== SOURCE

Yu-Gi-Oh! Rogue Report: Spooky Tistina

Carter Kachmarik
July 26, 2023


It’s always the decks you least expect to make an impact on you that suddenly take up all your attention, and for me, that’s been Tistina.  Debuting in Duelist Nexus, this TCG-Exclusive deck has been mostly shrugged-off by the playerbase, although some careful brewing has led me to a version of the deck I feel may genuinely have staying power.  It is a pile, certainly, but one that makes great use of a variety of tools in the game currently that have yet been untapped.  First among these are the Scareclaw, a swarm strategy that tries to clear the boards through turning things to Defense Position, and Ghostrick, a “1-card” engine in the Main Deck that turns any ability to make a Rank 3 into Number F0: Utopic Draco Future.  We’ll see how these connect in a bit, but for now, have an open mind, and we’ll dive into what I’m dubbing ‘Spooky Tistina’.

As we covered last week, Tistina is an archetype that you have to evaluate for the purposes of swarming with Link Material, not necessarily for its gimmick.  While the setting effects will come up, more than anything, you’re looking to do some form of the 1.5 card Sentinel of the Tistina line as your opening play every game, which is as follows.  Normal Summon Sentinel, destroy a set card, add Demigod of the Tistina, who summons itself to add Breath of the Tistina, which then has to set a monster (preferably your opponents’), to search Hound of the Tistina, who you can get out of hand with the extra Normal Summon.  Both of your little Tistinas are then legal to reborn, giving you essentially 5 material to work with, and a mid-combo Book of Moon.

Where Spooky Tistina begins to get interesting is the material requirement for Scareclaw Tri-Heart; normally it takes a lot of resources to bring him out, which you then recoup via his effect, but with the Tistinas, not only can we set an opponent’s monster, but also readily bring him out with the protection of I:P Masquerena.  You simply link off Sentinel & Hound for I:P, reborn both, and use I:P, Demigod, and Hound for Tri-Heart, leaving Sentinel onboard.

What you’re going to use that Sentinel for, however, isn’t quite so obvious; most of your “free” Scareclaws, being Astra, Acro, and Belone, are Level 3, so with Tri-Heart they’re now legal to Special Summon.  Using your leftover Sentinel & a Level 3 Scareclaw, you can then make Ghostrick Alucard, who can pop the monster you set, before overlaying into Ghostrick Angel of Mischief, who can detach Alucard to search Ghostrick Shot, which summons back Alucard, which becomes another Angel.  Those angels become Number F0: Utopic Future, triggering Alucard to add back Shot, and then F0 becomes Draco Future.  With all that out of the way, we can then use Tri-Heart to search for Scareclaw Reichheart and reborn the Level 3, searching for Scareclaw Twinsaw and drawing a card.

====

- [REQUIRED ACTIONS]
[1] Return the part of the Tistina deck article starting with "What you’re going" and going on through "drawing a card.", word for word.
[2] Extend the Spooky Tistina deck article with new writing that picks up after its final sentence.
The data that comes next is separate material with no connection to the Tistina deck article.

== INFORMATION SUPPLIED

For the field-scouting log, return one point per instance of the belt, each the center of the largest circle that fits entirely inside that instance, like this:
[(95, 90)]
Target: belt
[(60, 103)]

====

- [ANSWERS FOR THIS EXERCISE]
[1]
What you’re going to use that Sentinel for, however, isn’t quite so obvious; most of your “free” Scareclaws, being Astra, Acro, and Belone, are Level 3, so with Tri-Heart they’re now legal to Special Summon.  Using your leftover Sentinel & a Level 3 Scareclaw, you can then make Ghostrick Alucard, who can pop the monster you set, before overlaying into Ghostrick Angel of Mischief, who can detach Alucard to search Ghostrick Shot, which summons back Alucard, which becomes another Angel.  Those angels become Number F0: Utopic Future, triggering Alucard to add back Shot, and then F0 becomes Draco Future.  With all that out of the way, we can then use Tri-Heart to search for Scareclaw Reichheart and reborn the Level 3, searching for Scareclaw Twinsaw and drawing a card.

[2]
That’s a lot to take in, for sure, but what makes it all so easy is the existence of Trivikarma, which can banish itself to add a card that mentions Visas Starfrost.  We can get it into the GY mid-combo by using Barricadeborg Blocker, or even better, set it, and use it as our initial pop for Sentinel.  That finds Primitive Planet Reichphobia, which finds our Level 3, and there you have it: Spooky Tistina.  The follow-up is even better, given we have Shot to reborn a stray Alucard, both small Tistinas in grave, and plenty of things onboard.  We can clear our own Tri-Heart for Cross-Sheep, and then banish a Visas and 1500/2100 monster (Reichheart, or hilariously, the accessible Rank 3 Wind-Up Zenmaines) for Vicious Astraloud, popping a card, and reborning either Reichheart or Sentinel with Cross-Sheep, to start either half of the deck again.

Labbing this all out took a lot of time, and a lot of help from friends, but on the whole the deck feels incredibly clean, consistent, and dependable, making good use of the tools presented by each part of the strategy.  Unlike last week’s Tearlament build, this also forgoes Field Spell shenanigans for handtraps, with ample protection on our key boss monster.  Where it falters of course is versus things like Ash specifically, though cards like Triple Tactics Talents bolsters our game into that card, alongside Called By the Grave.  Even though it appears there’s a lot of 1-ofs, there’s actually only one card we absolutely cannot draw, being Ghostrick Shot, which if opened means we have to just use the Ghostrick line as more Link Spam, rather than an F0 play.  There’s even synergy to being handtrapped, however, in the form of Triple Tactics Thrust, which can set our Trivikarma to be popped by an errant Sentinel, potentially.  For every weakness the deck has, aside from one I’ll mention shortly, there’s a strength to make up for it, in ways no one will expect.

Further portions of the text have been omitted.